SOURCE PASSAGE —
——
Here’s what’s at the the top of my Kindle right now; the stuff I most recently added or read.
It’s interesting to see that of the fifteen items on there, only two are novels. These are Colin F. Barnes‘ gritty Artificial Evil and Barry Napier‘s Broken Skies, his latest book for Severed Press (that’s the one without a cover… he was kind enough to send mean advance copy for me to read). The reason so many of those say “New” is that this is a screen-grab from my iPad, and I tend to read on my actual Kindle. This just looks prettier.
…. man am I a fan. We have Connie Willis’ best-of collection (something YOU should buy, right now.), Cat Rambo’s collection and Laird Barron’s The Beautiful Thing That Awaits Us All. I rad a story of his in Nightmare Magazine, and I saw that this collection was on free on Amazon so I downloaded it right away.
There are also magazines a-plenty. Three issues of Fireside (one with a story by me!), an issue of Apex, an issue of Shimmer, Beneath Ceaseless Skies and Nightmare. There’s Some of the Best from Tor.com as well, a collection of some of their finest stories (get them now, they’re free!).
There is also Hugh Howey’s short-story, The Walk up Nameless Ridge, which is excellent, by the way, and there is also a book that isn’t out until February, (another one of Colin F. Barnes’) Dead Five’s Pass.
——
DATA EXTRACT —
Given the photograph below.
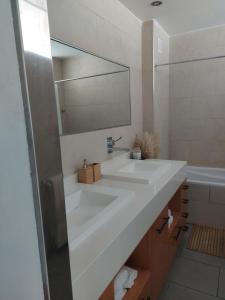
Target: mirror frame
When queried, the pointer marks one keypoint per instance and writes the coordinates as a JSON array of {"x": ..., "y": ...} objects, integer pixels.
[{"x": 109, "y": 60}]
——
TASK PROMPT —
From the post about the Kindle reading list, reproduce verbatim the stretch from "There are also" through "now, they’re free!).".

ANSWER TO THE EXERCISE —
There are also magazines a-plenty. Three issues of Fireside (one with a story by me!), an issue of Apex, an issue of Shimmer, Beneath Ceaseless Skies and Nightmare. There’s Some of the Best from Tor.com as well, a collection of some of their finest stories (get them now, they’re free!).